* Exercise *
Copy each of the following entries character for character, with no changes.

* Stored rows *
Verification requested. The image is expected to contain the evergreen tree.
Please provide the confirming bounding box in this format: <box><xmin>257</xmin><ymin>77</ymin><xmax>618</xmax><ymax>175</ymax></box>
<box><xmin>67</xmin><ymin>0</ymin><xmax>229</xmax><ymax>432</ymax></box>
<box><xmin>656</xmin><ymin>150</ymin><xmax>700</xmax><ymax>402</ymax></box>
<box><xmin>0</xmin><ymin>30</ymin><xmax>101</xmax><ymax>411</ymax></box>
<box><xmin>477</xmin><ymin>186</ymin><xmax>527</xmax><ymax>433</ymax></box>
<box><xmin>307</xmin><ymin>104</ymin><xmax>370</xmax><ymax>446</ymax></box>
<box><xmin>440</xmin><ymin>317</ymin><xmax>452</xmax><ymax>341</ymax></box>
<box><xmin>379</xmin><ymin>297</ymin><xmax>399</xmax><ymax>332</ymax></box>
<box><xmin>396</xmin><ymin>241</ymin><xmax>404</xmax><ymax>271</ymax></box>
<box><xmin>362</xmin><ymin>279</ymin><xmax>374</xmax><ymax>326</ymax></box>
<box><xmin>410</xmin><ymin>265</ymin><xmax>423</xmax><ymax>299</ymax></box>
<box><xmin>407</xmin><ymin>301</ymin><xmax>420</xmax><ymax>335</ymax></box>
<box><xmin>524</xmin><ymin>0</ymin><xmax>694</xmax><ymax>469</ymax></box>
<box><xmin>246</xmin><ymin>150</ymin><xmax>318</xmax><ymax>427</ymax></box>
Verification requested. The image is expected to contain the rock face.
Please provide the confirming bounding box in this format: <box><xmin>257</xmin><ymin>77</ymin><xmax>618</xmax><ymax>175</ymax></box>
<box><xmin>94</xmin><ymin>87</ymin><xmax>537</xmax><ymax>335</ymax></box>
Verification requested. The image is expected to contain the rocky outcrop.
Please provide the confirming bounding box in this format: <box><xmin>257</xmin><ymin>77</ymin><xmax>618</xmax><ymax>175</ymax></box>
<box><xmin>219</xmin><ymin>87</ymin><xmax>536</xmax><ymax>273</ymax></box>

* Output for this exercise *
Verification requested. The image is expected to contain the evergreen tree.
Please provide the confirming bounding box in this format: <box><xmin>257</xmin><ymin>77</ymin><xmax>618</xmax><ymax>175</ymax></box>
<box><xmin>67</xmin><ymin>0</ymin><xmax>229</xmax><ymax>432</ymax></box>
<box><xmin>656</xmin><ymin>150</ymin><xmax>700</xmax><ymax>402</ymax></box>
<box><xmin>0</xmin><ymin>30</ymin><xmax>101</xmax><ymax>411</ymax></box>
<box><xmin>477</xmin><ymin>186</ymin><xmax>527</xmax><ymax>433</ymax></box>
<box><xmin>307</xmin><ymin>104</ymin><xmax>370</xmax><ymax>446</ymax></box>
<box><xmin>440</xmin><ymin>317</ymin><xmax>452</xmax><ymax>341</ymax></box>
<box><xmin>379</xmin><ymin>297</ymin><xmax>399</xmax><ymax>332</ymax></box>
<box><xmin>396</xmin><ymin>241</ymin><xmax>404</xmax><ymax>271</ymax></box>
<box><xmin>362</xmin><ymin>279</ymin><xmax>374</xmax><ymax>326</ymax></box>
<box><xmin>410</xmin><ymin>265</ymin><xmax>423</xmax><ymax>299</ymax></box>
<box><xmin>407</xmin><ymin>301</ymin><xmax>420</xmax><ymax>335</ymax></box>
<box><xmin>524</xmin><ymin>0</ymin><xmax>694</xmax><ymax>469</ymax></box>
<box><xmin>246</xmin><ymin>150</ymin><xmax>318</xmax><ymax>427</ymax></box>
Verification requested. The image is expected to contain the rock face.
Please provide the confirming bounding box in this format: <box><xmin>257</xmin><ymin>77</ymin><xmax>618</xmax><ymax>175</ymax></box>
<box><xmin>94</xmin><ymin>87</ymin><xmax>537</xmax><ymax>335</ymax></box>
Verification requested. The image is expected to contain the rocky outcrop.
Please provide the confirming bounding box in this format: <box><xmin>257</xmin><ymin>77</ymin><xmax>618</xmax><ymax>175</ymax></box>
<box><xmin>219</xmin><ymin>87</ymin><xmax>536</xmax><ymax>273</ymax></box>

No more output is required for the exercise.